> **STATED EXERCISE**:
Reproduce all of the material below line for line, with no changes.

> **DATA LISTING**:
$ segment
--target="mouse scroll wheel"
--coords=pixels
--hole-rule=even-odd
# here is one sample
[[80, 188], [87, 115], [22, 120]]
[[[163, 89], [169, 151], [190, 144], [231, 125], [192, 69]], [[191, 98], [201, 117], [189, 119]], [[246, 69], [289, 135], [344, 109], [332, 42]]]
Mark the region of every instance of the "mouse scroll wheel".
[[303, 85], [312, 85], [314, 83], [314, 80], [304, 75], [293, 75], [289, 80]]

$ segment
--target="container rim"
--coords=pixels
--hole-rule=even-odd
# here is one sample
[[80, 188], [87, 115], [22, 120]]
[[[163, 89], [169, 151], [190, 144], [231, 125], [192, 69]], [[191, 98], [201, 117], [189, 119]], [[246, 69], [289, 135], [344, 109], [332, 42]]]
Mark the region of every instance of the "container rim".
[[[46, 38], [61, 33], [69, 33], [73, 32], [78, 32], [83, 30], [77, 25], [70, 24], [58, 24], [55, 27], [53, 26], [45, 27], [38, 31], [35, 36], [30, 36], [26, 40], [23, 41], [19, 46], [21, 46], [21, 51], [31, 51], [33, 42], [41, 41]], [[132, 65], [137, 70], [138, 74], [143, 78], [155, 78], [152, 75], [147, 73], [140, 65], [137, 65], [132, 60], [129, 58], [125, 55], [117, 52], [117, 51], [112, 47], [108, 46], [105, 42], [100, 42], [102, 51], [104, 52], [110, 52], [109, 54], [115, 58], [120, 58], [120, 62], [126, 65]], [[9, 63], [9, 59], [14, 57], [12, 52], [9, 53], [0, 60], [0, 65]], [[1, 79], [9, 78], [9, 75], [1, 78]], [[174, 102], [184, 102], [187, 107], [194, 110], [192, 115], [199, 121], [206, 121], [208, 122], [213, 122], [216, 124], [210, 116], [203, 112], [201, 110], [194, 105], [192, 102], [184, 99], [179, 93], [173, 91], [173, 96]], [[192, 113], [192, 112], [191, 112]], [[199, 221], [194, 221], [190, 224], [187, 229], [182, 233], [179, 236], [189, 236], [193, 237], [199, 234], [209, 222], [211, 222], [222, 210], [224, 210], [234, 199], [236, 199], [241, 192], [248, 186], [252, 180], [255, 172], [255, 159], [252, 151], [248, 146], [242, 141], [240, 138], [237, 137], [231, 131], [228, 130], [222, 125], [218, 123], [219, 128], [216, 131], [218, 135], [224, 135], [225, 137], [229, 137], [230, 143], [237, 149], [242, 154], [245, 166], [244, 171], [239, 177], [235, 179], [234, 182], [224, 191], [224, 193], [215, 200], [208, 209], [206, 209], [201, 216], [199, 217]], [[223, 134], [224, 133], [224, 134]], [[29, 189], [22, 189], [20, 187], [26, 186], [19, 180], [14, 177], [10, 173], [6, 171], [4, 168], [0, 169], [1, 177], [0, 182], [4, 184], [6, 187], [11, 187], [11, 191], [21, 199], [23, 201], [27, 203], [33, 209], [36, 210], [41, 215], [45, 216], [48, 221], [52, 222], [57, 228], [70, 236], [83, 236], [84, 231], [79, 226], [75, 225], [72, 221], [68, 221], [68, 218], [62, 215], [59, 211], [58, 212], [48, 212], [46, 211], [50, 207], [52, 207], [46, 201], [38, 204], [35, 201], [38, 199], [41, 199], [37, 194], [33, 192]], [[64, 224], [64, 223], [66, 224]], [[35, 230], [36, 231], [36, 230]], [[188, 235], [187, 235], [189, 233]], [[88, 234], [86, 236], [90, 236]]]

> **EXPECTED ANSWER**:
$ segment
--target="mouse scroll wheel"
--coords=pixels
--hole-rule=even-odd
# here is one sample
[[80, 188], [87, 115], [22, 120]]
[[[163, 89], [169, 151], [190, 144], [231, 125], [192, 69]], [[191, 98], [201, 117], [189, 119]], [[246, 69], [289, 135], [344, 109], [332, 42]]]
Mark the region of every instance of the "mouse scroll wheel".
[[303, 85], [312, 85], [314, 83], [314, 80], [304, 75], [293, 75], [289, 80]]

$ segment
--target="container rim"
--coords=pixels
--hole-rule=even-odd
# here is one sample
[[80, 188], [87, 115], [22, 120]]
[[[163, 89], [169, 151], [190, 144], [231, 125], [192, 69]], [[191, 98], [201, 117], [189, 119]], [[246, 69], [289, 135], [344, 109], [332, 42]]]
Mark the region of every instance of the "container rim".
[[[46, 38], [61, 33], [69, 33], [73, 32], [78, 32], [83, 30], [77, 25], [70, 24], [58, 24], [55, 27], [53, 26], [45, 27], [38, 31], [35, 36], [30, 36], [26, 40], [23, 41], [19, 46], [21, 46], [21, 51], [31, 51], [33, 42], [41, 41]], [[132, 65], [137, 70], [138, 74], [143, 78], [155, 78], [152, 75], [147, 73], [140, 65], [137, 65], [132, 60], [129, 58], [125, 55], [117, 52], [117, 51], [112, 47], [108, 46], [105, 42], [100, 42], [102, 51], [104, 52], [110, 52], [109, 54], [115, 58], [120, 58], [120, 62], [126, 65]], [[9, 63], [9, 59], [14, 57], [12, 52], [9, 53], [0, 60], [0, 65]], [[1, 79], [9, 78], [9, 75], [1, 78]], [[174, 102], [184, 102], [187, 107], [194, 110], [192, 115], [199, 121], [206, 121], [208, 122], [213, 122], [216, 124], [210, 116], [203, 112], [201, 110], [194, 105], [192, 102], [184, 99], [179, 93], [173, 91], [173, 96]], [[192, 113], [192, 112], [191, 112]], [[199, 221], [194, 221], [190, 224], [187, 229], [182, 233], [179, 236], [189, 236], [193, 237], [199, 234], [209, 222], [211, 222], [222, 210], [224, 210], [234, 199], [236, 199], [241, 192], [248, 186], [252, 180], [255, 172], [255, 159], [252, 151], [248, 146], [242, 141], [240, 138], [237, 137], [231, 131], [228, 130], [222, 125], [218, 123], [219, 128], [216, 131], [218, 135], [224, 135], [225, 137], [229, 137], [230, 143], [237, 149], [242, 154], [245, 166], [244, 171], [239, 177], [235, 179], [234, 182], [224, 191], [224, 193], [215, 200], [208, 209], [206, 209], [201, 216], [199, 217]], [[223, 134], [224, 133], [224, 134]], [[29, 189], [22, 189], [20, 187], [26, 186], [19, 180], [14, 177], [10, 173], [6, 171], [4, 168], [0, 169], [1, 177], [0, 182], [4, 184], [6, 187], [11, 187], [11, 191], [21, 199], [23, 201], [27, 203], [33, 209], [36, 210], [41, 215], [45, 216], [48, 221], [52, 222], [57, 228], [70, 236], [83, 236], [84, 231], [79, 226], [75, 225], [72, 221], [68, 221], [68, 218], [62, 215], [59, 211], [58, 212], [48, 212], [46, 211], [50, 207], [52, 207], [46, 201], [38, 204], [35, 201], [38, 199], [41, 199], [37, 194], [33, 192]], [[64, 224], [64, 223], [66, 224]], [[35, 230], [36, 231], [36, 230]], [[188, 235], [187, 235], [189, 233]], [[88, 234], [86, 236], [90, 236]]]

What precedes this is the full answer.